* [ARTIGO]
◇ ◇ ◇
O QUE JOVENS E POLICIAIS DA PERIFERIA DE BRASÍLIA TÊM A DIZER? UMA ANÁLISE SOCIOLÓGICA SOBRE IDENTIDADES, REPRESENTAÇÕES E VIOLÊNCIAS.

Escrito por

O site do InEAC reproduz aqui o artigo "O que jovens e policiais da periferia de Brasília têm a dizer? Uma análise sociológica sobre identidades, representações e violências." da antropóloga Haydée Caruso, professora na Universidade de Brasília. Investigadora visitante do ICS-UL e pesquisadora vinculada ao INCT InEAC . O artigo saiu publicado no blog Life Research group da Universidade de Lisboa. https://liferesearchgroup.wordpress.com/2018/01/11/o-que-jovens-e-polici...
"O que jovens e policiais da periferia de Brasília têm a dizer? Uma análise sociológica sobre identidades, representações e violências."

É possível observar uma cidade, sua vida cotidiana, sua cultura local, seu ritmo e os personagens que por ela vivem e circulam por várias perspectivas, eu diria por múltiplas janelas. Uma das janelas que abri para compreender sociologicamente a dinâmica citadina mostra-me os encontros e desencontros que marcam a relação entre os jovens e policiais. Uso a palavra encontro de modo figurado, no sentido de colocar minha lupa sobre a possibilidade concreta de atuação da polícia junto a um de seus públicos prioritários: os jovens.

Neste caso, minha aposta concentra-se na ideia de que o contato, por vezes marcado por colisões entre a polícia e seus públicos, num determinado contexto empírico, pode ser revelador sobre as bases estruturais da relação entre o Estado e uma dada Sociedade.

A partir do interesse em problematizar o lugar da Polícia em sociedades desiguais e com uma frágil democracia, como a brasileira, é que passei a me ocupar em realizar pesquisas empíricas que pudessem colocar luz sobre os dilemas e desafios enfrentados pela Polícia, enquanto uma das instituições estatais de controle social, “mais vistas e pouco conhecidas”, apesar de ser “um fato inevitável da vida moderna”. (Reiner, 2004, p.83).
◇ ◇ ◇
* [LISTA DE TAREFAS]
A. Reescreva todo o trecho do artigo que vai desde "Neste caso, minha" até "(Reiner, 2004, p.83).", trocando "Estado" por "poder público".
B. Escreva a continuação do artigo sobre jovens e policiais da periferia de Brasília a partir do ponto em que ele termina.
As linhas que vêm depois são um material à parte, sem ligação com o artigo.
◇ ◇ ◇
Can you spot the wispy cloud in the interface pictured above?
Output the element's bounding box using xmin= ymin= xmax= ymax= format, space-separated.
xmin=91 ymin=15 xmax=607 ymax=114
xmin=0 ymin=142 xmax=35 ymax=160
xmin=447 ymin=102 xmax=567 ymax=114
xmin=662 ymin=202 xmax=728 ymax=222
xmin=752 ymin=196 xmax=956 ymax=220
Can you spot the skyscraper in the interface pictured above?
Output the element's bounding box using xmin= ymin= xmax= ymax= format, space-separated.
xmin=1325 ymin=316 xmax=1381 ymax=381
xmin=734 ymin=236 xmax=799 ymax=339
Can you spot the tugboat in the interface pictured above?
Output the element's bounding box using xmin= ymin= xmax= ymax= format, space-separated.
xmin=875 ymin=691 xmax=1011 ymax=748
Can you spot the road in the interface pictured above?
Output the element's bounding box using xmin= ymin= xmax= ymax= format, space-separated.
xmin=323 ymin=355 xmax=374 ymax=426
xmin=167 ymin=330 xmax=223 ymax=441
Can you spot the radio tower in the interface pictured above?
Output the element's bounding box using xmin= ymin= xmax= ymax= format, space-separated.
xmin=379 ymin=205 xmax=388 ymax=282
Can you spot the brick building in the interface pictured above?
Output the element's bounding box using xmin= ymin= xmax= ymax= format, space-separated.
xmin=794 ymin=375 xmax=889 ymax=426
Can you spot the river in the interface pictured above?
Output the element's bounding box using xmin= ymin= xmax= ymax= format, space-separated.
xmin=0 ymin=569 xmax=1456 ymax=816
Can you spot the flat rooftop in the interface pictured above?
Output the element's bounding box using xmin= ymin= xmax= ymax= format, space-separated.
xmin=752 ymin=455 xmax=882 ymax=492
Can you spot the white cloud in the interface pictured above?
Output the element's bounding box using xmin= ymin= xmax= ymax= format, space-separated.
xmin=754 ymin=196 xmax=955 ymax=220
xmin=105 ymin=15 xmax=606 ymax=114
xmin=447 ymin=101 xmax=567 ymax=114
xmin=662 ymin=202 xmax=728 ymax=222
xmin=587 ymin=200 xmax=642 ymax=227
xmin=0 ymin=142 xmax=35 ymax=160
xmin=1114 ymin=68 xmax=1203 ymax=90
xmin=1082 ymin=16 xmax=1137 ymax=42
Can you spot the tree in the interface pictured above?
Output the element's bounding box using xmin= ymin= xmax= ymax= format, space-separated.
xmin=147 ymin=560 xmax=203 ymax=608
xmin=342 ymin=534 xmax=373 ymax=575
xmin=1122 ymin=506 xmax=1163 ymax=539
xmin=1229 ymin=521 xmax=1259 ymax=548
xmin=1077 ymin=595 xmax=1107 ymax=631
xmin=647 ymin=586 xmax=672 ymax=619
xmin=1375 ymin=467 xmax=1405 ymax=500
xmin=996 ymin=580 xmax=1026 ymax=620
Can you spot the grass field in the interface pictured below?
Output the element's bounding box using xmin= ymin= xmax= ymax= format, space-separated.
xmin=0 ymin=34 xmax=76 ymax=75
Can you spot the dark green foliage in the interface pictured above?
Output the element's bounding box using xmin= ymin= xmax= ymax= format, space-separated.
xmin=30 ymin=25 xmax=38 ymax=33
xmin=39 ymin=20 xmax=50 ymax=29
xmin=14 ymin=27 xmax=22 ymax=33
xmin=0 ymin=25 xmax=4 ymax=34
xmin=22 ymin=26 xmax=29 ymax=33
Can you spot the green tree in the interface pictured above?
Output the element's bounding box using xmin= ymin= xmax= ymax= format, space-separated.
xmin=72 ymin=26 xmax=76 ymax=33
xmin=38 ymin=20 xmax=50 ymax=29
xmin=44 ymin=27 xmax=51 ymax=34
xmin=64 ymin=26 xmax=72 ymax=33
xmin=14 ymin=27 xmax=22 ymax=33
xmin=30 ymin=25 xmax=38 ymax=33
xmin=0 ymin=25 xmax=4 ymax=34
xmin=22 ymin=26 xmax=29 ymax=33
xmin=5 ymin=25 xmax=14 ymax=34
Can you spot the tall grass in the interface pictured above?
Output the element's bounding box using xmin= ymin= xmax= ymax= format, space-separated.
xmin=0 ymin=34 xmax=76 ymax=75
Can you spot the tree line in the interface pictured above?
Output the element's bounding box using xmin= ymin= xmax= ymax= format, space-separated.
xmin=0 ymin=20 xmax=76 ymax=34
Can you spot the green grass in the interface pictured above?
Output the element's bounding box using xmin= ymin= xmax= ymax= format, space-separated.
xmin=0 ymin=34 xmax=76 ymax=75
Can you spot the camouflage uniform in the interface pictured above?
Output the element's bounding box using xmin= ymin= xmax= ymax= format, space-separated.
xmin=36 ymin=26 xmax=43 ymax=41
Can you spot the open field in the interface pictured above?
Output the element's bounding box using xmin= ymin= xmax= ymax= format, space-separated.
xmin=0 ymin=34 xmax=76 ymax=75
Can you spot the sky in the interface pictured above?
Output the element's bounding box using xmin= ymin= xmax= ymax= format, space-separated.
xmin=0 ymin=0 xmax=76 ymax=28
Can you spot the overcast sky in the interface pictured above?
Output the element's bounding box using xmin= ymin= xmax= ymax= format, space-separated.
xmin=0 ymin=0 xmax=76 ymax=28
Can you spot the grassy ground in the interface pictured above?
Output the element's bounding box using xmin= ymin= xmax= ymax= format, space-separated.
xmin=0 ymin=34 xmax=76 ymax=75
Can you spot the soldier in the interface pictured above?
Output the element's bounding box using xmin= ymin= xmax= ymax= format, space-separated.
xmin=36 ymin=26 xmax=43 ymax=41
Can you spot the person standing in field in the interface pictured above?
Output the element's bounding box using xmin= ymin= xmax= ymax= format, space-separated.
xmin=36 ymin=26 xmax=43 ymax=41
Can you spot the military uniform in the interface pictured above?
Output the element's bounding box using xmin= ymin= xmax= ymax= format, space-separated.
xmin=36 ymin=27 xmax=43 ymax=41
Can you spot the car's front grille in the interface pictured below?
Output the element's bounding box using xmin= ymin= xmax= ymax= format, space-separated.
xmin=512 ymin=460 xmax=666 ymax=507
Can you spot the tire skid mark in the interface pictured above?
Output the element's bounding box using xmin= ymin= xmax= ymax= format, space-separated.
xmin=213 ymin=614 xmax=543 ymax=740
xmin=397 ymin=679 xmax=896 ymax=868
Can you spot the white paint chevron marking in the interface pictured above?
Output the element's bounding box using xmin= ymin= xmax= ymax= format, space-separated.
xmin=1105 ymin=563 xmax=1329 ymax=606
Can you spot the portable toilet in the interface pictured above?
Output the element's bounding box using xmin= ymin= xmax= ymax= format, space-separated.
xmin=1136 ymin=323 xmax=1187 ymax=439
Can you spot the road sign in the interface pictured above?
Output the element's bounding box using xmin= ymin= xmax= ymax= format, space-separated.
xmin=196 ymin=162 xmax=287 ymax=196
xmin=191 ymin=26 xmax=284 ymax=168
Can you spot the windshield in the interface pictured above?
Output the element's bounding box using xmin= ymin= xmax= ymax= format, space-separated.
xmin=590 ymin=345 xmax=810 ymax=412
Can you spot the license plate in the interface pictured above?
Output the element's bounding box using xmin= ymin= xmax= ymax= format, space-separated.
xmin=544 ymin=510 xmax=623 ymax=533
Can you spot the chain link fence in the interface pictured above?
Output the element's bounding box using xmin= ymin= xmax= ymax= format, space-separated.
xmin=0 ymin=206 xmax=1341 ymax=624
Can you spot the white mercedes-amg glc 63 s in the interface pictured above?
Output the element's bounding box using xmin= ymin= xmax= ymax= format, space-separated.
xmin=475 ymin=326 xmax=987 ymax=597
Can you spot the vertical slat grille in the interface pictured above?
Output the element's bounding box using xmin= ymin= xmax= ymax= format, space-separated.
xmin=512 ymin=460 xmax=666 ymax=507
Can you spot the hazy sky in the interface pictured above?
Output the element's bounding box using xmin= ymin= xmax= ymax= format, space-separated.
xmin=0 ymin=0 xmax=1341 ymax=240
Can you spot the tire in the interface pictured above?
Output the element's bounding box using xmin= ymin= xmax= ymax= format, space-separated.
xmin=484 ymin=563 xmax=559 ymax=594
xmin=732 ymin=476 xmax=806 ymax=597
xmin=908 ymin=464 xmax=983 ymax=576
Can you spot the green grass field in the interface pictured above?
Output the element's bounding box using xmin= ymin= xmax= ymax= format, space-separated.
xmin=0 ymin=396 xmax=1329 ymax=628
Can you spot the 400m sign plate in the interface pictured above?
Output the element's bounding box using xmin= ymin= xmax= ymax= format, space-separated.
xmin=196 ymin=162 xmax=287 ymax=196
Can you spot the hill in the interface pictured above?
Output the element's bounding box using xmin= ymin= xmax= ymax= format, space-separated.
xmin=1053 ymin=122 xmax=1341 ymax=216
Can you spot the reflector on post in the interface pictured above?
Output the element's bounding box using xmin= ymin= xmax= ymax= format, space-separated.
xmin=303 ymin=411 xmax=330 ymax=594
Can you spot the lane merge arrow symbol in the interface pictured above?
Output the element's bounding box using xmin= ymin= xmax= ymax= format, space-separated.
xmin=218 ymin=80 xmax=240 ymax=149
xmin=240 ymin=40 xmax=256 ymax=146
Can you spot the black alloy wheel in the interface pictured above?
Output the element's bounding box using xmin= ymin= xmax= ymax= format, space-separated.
◇ ◇ ◇
* [AS RESPOSTAS]
A.
Neste caso, minha aposta concentra-se na ideia de que o contato, por vezes marcado por colisões entre a polícia e seus públicos, num determinado contexto empírico, pode ser revelador sobre as bases estruturais da relação entre o poder público e uma dada Sociedade.

A partir do interesse em problematizar o lugar da Polícia em sociedades desiguais e com uma frágil democracia, como a brasileira, é que passei a me ocupar em realizar pesquisas empíricas que pudessem colocar luz sobre os dilemas e desafios enfrentados pela Polícia, enquanto uma das instituições estatais de controle social, “mais vistas e pouco conhecidas”, apesar de ser “um fato inevitável da vida moderna”. (Reiner, 2004, p.83).

B.
Portanto, parto da ideia de que uma cidade pode ser decifrada também por aquilo que ela revela cotidianamente, a partir das abordagens que a polícia faz em determinados grupos e não em outros, da sua presença num bairro, numa praça, quadra, escola… enfim, pelas experimentações e vivências que cidadãos e policiais estão imersos e que resulta num exercício de autoridade e alteridade permanente.

Dito isso, resolvi realizar, entre 2013 e 2016, pesquisa empírica na cidade de Ceilândia, localizada há 30km da capital do Brasil e que possui mais de 400 mil habitantes.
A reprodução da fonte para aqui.